TRAVAIL À RÉALISER:
Poursuivez le texte sur la peinture d’Aurélie Gravas à la suite de sa dernière phrase.

TEXTE FOURNI:
* * *
Une entité paradoxale, faut-il le préciser. Pourquoi ? Le tout, d’une homogénéité notoire, naît d’un processus méticuleux, réalisé point par point.
Lorsqu’elle peint, Aurélie Gravas procède non à coups de grands gestes définitifs mais, tout au contraire, par accumulation de gestes différents les uns des autres, singularisés. Cette artiste, toujours, cérébralise son propos et son geste. Elle n’entreprend ses tableaux qu’avec précaution, et de son aveu, au terme d’un long temps de réflexion. Premier moment : Aurélie Gravas dispose sur la toile, avant de les y coller, quelques formes prédécoupées dans du papier, une technique utilisée en son temps par le dernier Matisse avec ses Gouaches. Ces formes découpées, qui peuvent avoir été peintes séparément, sont ensuite accompagnées de tracés faits cette fois directement sur la toile, de façon non homogène. Certains de ces tracés sont peints à la bombe mais d’autres le sont à l’huile, d’autres encore sont dessinés au fusain. Fragmentation des gestes exécutés, division des différents éléments venant se combiner dans la toile : cette fabrique s’assimile à une création à tâtons, à une construction relevant de l’agencement sinon du jeu de patience. De même que l’on ouvrirait un chemin ou, comme invite à le formuler l’intitulé Tipees, de même que l’on construirait une maison, mais alors une maison non préfabriquée, brique à brique, sans nul plan de montage.
Aurélie Gravas, avec Tipees, conçoit l’équivalent d’une suite. Ce terme « suite », avantageusement, sera compris en son sens musical : la juxtaposition et l’enchaînement de mélodies pouvant dissoner les unes les autres mais servant toutes un même dessein. L’artiste n’est pas une expressionniste, surtout pas. Rien, dans sa peinture, n’est jeté, lâché ou évacué comme une gloire ou comme une sanie. Chaque tableau, plutôt, est une élaboration où l’on pèse chaque nouvel agencement des formes, une cosa mentale. L’artiste y met en forme un territoire visuel, territoire visuel dont on pressent qu’il est aussi un territoire psychique ou, mieux dit, un autoportrait extériorisé sous la forme d’un paysage d’événements picturaux d’apparence impersonnelle mais en réalité très personnels.
Aurélie Gravas a recours à l’art comme à une stratégie de vie et de survie. Créer, dans son cas spécifique – sans le moindre désir de démontrer quelque chose, ou de faire école –, c’est bâtir un lieu de protection, havre contre tout ce qui vient menacer la vie. L’atelier, milieu cloîtré et à part du monde qu’elle apprécie fortement, où elle passe de longues journées, parfois à juste contempler ses tableaux, est un abri. Le bunker de l’individualité protégée, préservée.
* * *
ENREGISTREMENTS:
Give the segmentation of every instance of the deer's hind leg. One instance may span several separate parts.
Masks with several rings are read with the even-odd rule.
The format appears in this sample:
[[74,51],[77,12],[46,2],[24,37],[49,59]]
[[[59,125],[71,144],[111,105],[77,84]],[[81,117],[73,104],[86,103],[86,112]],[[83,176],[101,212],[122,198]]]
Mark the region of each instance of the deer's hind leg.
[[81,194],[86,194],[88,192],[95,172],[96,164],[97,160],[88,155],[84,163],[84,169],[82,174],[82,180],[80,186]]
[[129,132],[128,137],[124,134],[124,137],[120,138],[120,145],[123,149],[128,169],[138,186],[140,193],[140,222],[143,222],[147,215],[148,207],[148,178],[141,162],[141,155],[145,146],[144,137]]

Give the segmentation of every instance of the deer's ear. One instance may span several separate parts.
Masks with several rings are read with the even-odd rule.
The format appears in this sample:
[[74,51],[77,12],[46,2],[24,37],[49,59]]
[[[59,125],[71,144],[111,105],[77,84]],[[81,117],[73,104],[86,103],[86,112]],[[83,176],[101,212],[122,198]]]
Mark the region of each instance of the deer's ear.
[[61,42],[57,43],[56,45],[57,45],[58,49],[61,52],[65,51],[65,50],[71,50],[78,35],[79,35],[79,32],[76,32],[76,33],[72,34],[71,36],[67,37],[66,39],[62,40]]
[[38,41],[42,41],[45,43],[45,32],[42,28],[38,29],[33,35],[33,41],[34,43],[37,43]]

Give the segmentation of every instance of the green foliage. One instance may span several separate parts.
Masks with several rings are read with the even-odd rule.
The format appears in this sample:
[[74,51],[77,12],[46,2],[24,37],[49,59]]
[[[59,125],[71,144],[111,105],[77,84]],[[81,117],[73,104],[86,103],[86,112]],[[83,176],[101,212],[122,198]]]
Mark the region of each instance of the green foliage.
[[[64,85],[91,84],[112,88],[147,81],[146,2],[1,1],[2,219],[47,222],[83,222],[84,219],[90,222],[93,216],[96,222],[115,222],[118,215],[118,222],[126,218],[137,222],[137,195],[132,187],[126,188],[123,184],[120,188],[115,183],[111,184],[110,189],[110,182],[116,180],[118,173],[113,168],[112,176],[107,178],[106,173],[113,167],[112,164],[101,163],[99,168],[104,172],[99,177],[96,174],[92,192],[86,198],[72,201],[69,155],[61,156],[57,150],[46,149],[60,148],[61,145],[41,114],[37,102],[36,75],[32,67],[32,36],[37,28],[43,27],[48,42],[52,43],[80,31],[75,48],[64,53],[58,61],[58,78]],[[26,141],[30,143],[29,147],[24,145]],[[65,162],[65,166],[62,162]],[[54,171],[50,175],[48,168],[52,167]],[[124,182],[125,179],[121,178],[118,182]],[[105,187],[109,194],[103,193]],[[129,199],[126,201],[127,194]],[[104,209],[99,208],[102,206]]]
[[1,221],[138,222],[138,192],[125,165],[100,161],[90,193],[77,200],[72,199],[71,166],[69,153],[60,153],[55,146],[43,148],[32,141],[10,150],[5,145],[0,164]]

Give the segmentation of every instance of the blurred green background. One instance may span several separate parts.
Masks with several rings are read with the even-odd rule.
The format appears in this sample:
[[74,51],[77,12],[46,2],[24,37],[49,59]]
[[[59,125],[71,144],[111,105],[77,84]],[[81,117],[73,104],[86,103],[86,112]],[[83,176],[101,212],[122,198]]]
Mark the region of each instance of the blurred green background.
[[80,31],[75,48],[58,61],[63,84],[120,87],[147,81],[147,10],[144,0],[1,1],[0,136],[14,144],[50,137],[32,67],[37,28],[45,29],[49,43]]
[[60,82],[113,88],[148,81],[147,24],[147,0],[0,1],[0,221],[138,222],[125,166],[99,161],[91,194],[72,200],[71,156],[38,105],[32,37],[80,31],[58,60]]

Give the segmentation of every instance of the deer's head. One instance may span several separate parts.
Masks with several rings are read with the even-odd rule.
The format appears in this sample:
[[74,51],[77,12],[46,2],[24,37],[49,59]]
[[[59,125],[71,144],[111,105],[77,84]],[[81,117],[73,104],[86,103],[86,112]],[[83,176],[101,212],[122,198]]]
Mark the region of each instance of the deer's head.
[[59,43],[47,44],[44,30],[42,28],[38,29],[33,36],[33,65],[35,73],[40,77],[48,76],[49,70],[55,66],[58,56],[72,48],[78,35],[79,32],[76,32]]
* * *
LA RÉPONSE:
Tipees ? Venons-en à ce que suggère l’intitulé de cette série de tableaux, une métaphore de l’art comme habitat. Aurélie Gravas, par le biais de la peinture – tout à la fois l’activité, qui demande du temps, et les tableaux réalisés, qui constituent une victoire sur le vécu et sur toute adversité –, fait de sa création une sorte de nid, de zone de repli salutaire où l’on peut échapper aux vicissitudes du présent. Quoique contemporaine d’une actualité lourde et souvent cruelle, sa peinture entend rester distante de toutes réalités douloureuses de notre présent. En lieu et place, dans une perspective qui est celle de l’échappée et du surmontement, elle use de l’art comme de cette pratique armée qui permet à la vie d’échapper à ces drames. Indifférence ? Non. Changement de territoire, en l’occurrence. Aurélie Gravas peint pour ne pas laisser le désarroi, le scandale ou la peur prendre les commandes, pour se ménager la possibilité de la sérénité, cette donnée devenue si rare dans nos vies stressées.
Il en va en fait de l’acte de peindre, chez cette artiste à la fois puissante et fragile, comme d’un acte d’autoprotection, contre deux destructions potentielles. D’une part, la destruction à quoi expose le dehors – rien n’y est au juste apaisant longtemps, et de multiples menaces, toujours, rôdent en lisière. D’autre part, la destruction à quoi expose la peur de ne pas être à la hauteur de la dureté du monde, une peur qui vous fait préférer le confinement stérile, voire l’autodestruction préventive. Peindre dans l’atelier devenu un « tipee », engendrer une peinture qui est comme l’existence dans le « tipee », au creux de l’atelier, ce lieu entre tous élu d’Aurélie Gravas, sa Terre promise, permet de mieux négocier avec soi. Permet de juguler d’éventuelles paniques en les convertissant en formes. De les juguler, ces paniques, mais pas de les éteindre tout à fait ou à tout coup, précisons-le : le tipee n’est pas une forteresse, il reste un habitat fragile, il est aussi un habitant flottant qui se meut avec le mouvement de la vie sans pouvoir toujours échapper à ses contraintes et ses aléas problématiques.
Aurélie Gravas : son art se lie avec l’espérance de la paix, du repos, de la vie se changeant en une éternité tranquille. Peindre, dans cette forme singulière de nidification, ouvre une parenthèse, et stabilise le vécu, tandis que la menace ne s’éteint pas mais reste à la porte du tipee
Janvier 2020
Paul Ardenne est écrivain et historien de l’art.
Il est notamment l’auteur de Art, le présent (2009).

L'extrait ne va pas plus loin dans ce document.